■ **WORK TASK**
Check each line of the records for "this"; collect those that have it.

____ INFORMATION PROVIDED

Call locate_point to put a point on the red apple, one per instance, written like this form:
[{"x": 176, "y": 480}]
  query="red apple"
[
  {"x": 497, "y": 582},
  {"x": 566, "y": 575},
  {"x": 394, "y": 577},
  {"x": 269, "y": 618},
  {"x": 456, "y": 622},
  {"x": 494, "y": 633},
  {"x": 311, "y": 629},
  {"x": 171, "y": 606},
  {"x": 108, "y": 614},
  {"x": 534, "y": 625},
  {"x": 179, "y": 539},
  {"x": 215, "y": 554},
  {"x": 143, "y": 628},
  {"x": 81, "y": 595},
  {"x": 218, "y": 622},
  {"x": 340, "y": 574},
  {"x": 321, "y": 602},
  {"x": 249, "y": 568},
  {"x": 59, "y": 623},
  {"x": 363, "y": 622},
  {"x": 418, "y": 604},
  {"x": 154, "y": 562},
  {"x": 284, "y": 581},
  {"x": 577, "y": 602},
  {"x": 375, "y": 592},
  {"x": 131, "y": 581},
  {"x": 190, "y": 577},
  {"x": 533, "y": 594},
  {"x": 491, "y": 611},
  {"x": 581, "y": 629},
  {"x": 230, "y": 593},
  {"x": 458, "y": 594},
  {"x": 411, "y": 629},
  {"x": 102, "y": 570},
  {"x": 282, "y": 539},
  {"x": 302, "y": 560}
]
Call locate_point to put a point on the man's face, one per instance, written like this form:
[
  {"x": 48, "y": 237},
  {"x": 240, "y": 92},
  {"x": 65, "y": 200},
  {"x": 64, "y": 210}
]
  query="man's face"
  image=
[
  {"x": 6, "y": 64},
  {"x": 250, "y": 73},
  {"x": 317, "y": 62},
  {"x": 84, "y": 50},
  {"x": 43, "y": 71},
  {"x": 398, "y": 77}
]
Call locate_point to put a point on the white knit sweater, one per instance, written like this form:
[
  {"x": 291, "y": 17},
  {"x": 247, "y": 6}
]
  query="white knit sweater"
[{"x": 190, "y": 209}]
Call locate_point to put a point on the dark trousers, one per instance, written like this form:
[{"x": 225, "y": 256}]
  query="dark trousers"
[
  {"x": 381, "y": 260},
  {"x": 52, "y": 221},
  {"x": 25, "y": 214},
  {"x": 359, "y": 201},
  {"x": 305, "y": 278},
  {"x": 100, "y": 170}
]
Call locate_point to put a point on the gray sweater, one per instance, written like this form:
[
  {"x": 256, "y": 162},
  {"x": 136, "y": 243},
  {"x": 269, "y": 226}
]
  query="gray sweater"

________

■ **EXERCISE ANSWER**
Call locate_point to put a point on the red apple, one per instance, written like this form:
Call locate_point to put a point on the man's face, one per instance, written like this form:
Call locate_point to put a point on the white knit sweater, one per instance, written like this form:
Call locate_point to put a point on the dark trousers, one per instance, written like this form:
Call locate_point to put a point on the gray sweater, one per instance, written like this form:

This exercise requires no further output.